- [Passage to read]:

Ireland has this banking advice for Spain: imagine the worst and double it.
Like Ireland, Spain sought a bank bailout after being felled by a real-estate crash. Now, just as the Irish did, the Spanish are awaiting the results of outside stress tests gauging the size of the hole in the banking system.
“Think of the worst possible scenario on banking losses: then double it,” said Eoin Fahy, an economist at Kleinwort Benson Investors in Dublin. “Adopt the most conservative assumptions.”
Nine hundred miles northwest of Madrid, Irish analysts wring three lessons from its own banking crisis, among the worst in history. First, quickly present an accurate estimate of the bad loans. Second, force banks to face up to losses, possibly through the creation of a so-called bad bank. Third, share as much of the loss as possible with bank bondholders.

- [Tasks for this exercise]:
1. Please decide whether each statement agrees with the article on Irish banking advice for Spain. Answer yes or no, and quote the words that decide it. (a) Spain sought a bank bailout after a real-estate crash. (b) Eoin Fahy is an economist based in Madrid. (c) The second lesson the Irish analysts draw is to share the loss with bank bondholders.
2. Reproduce word for word the stretch of the article on Irish banking advice for Spain from "Ireland has this" through "with bank bondholders.".

Data extracted from a collection:
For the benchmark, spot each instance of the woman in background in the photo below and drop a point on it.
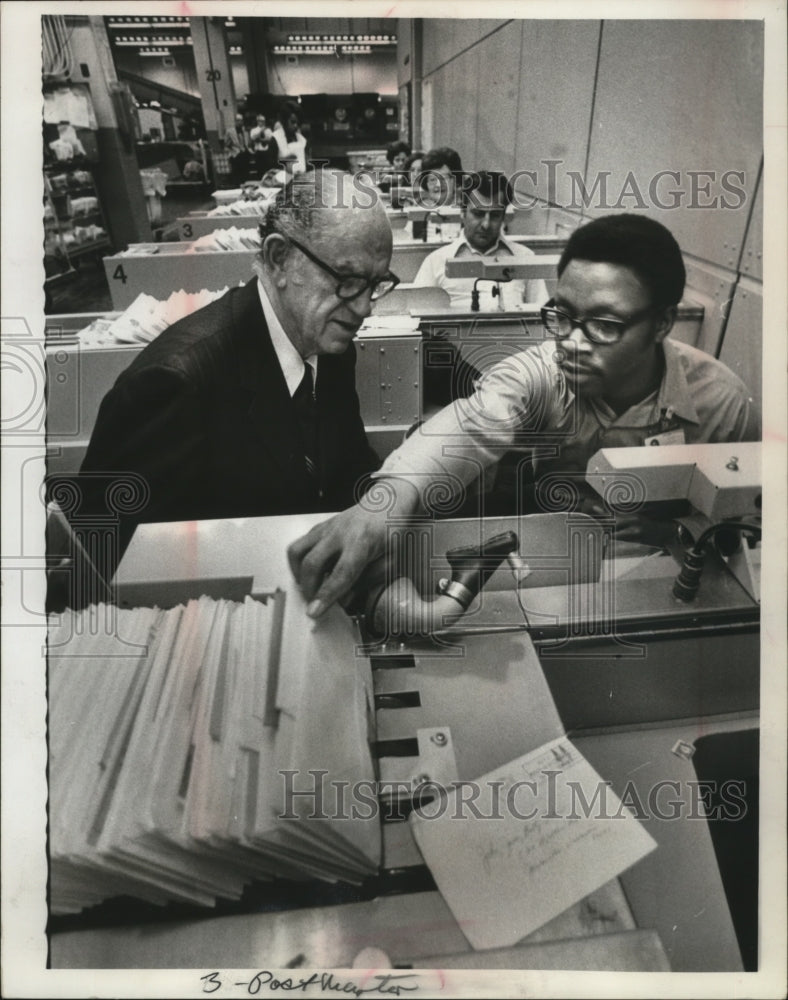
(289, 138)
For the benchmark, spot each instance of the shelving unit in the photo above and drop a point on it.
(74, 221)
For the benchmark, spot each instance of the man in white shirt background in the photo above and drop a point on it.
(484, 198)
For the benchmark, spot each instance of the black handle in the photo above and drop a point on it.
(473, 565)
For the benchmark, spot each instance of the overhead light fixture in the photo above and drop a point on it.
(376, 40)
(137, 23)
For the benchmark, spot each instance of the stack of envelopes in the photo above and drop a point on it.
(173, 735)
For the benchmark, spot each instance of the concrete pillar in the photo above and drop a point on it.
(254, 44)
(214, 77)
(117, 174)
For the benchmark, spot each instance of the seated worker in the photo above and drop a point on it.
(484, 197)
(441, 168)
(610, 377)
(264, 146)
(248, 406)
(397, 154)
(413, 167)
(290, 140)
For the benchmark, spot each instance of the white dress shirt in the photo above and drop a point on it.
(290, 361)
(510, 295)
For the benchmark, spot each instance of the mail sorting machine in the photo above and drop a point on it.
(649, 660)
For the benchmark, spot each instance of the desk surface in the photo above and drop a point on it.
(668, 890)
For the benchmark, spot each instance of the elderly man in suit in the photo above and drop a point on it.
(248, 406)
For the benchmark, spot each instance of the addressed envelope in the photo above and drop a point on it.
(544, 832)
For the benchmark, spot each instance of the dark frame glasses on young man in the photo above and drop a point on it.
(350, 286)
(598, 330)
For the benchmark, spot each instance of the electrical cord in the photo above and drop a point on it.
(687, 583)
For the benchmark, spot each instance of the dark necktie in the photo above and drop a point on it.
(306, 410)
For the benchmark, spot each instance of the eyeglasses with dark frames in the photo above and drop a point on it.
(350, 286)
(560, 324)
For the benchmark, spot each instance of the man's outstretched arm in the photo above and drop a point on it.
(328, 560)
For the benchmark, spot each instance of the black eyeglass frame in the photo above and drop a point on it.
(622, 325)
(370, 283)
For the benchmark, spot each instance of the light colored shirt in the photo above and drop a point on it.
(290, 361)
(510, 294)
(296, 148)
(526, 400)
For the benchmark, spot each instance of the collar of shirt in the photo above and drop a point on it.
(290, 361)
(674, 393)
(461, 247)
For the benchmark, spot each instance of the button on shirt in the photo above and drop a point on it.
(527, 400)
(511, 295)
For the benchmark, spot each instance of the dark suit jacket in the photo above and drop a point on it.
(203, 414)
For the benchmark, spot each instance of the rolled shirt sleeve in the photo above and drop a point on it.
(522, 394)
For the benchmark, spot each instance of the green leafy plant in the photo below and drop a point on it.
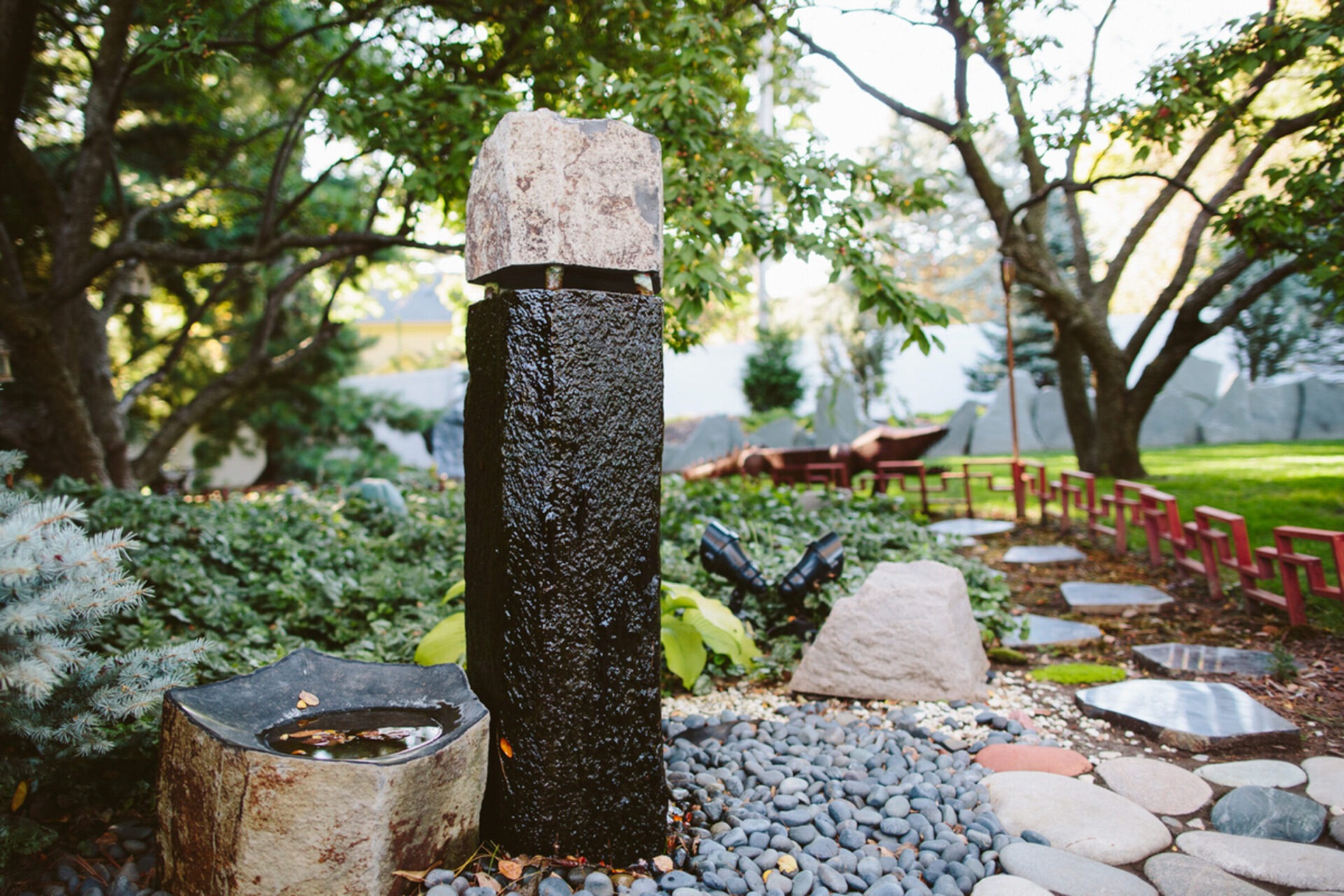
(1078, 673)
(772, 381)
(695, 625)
--
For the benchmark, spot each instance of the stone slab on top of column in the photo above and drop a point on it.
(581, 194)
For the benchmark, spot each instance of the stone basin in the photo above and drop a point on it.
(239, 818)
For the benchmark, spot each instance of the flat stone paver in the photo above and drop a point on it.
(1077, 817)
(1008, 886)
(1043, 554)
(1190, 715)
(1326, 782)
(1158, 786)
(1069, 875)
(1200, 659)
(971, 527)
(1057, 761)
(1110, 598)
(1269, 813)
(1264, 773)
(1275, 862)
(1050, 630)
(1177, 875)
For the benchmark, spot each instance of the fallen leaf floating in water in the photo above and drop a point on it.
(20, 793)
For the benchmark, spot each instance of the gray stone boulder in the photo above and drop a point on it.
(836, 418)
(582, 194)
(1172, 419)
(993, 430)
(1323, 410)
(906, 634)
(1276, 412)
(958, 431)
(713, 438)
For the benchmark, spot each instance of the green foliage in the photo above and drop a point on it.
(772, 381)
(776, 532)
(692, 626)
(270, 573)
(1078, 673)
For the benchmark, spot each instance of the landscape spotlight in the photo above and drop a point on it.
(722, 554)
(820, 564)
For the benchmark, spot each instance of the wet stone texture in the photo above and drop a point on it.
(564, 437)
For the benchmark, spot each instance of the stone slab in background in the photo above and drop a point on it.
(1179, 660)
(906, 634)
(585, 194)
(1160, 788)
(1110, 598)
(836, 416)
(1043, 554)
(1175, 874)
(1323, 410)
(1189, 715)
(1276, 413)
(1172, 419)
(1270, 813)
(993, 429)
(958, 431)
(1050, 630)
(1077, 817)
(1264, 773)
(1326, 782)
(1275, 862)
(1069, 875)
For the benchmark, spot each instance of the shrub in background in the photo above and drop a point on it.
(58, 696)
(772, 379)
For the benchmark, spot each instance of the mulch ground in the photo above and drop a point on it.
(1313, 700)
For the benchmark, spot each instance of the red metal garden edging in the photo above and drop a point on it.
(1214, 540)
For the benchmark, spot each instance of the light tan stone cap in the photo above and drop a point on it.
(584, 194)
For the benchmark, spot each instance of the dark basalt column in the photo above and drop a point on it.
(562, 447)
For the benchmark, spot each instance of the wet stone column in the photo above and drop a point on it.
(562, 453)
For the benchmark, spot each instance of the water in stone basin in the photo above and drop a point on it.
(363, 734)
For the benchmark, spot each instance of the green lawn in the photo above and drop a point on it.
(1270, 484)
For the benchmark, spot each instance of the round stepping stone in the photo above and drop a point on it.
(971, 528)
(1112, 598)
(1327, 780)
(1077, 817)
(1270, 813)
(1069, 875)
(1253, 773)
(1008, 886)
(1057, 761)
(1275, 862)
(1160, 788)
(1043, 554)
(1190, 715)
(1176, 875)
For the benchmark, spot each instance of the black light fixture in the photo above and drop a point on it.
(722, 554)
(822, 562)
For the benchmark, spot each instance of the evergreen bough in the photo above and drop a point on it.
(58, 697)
...
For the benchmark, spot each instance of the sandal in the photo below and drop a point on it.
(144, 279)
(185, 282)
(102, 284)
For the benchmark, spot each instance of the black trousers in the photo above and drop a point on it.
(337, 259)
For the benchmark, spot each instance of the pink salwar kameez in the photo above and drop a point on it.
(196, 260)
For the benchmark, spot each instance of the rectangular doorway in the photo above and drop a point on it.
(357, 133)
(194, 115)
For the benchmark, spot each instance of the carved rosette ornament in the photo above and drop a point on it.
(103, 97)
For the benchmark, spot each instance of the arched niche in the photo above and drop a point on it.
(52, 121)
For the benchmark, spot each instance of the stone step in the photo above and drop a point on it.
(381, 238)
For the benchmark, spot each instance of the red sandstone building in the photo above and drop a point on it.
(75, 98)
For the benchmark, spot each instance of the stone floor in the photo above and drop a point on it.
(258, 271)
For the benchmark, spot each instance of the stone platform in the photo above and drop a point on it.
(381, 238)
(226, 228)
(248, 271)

- [Answers given]:
1.
(a) Yes: "Spain sought a bank bailout after being felled by a real-estate crash."
(b) No: "Eoin Fahy, an economist at Kleinwort Benson Investors in Dublin."
(c) No: "Second, force banks to face up to losses, possibly through the creation of a so-called bad bank."

2.
Ireland has this banking advice for Spain: imagine the worst and double it.
Like Ireland, Spain sought a bank bailout after being felled by a real-estate crash. Now, just as the Irish did, the Spanish are awaiting the results of outside stress tests gauging the size of the hole in the banking system.
“Think of the worst possible scenario on banking losses: then double it,” said Eoin Fahy, an economist at Kleinwort Benson Investors in Dublin. “Adopt the most conservative assumptions.”
Nine hundred miles northwest of Madrid, Irish analysts wring three lessons from its own banking crisis, among the worst in history. First, quickly present an accurate estimate of the bad loans. Second, force banks to face up to losses, possibly through the creation of a so-called bad bank. Third, share as much of the loss as possible with bank bondholders.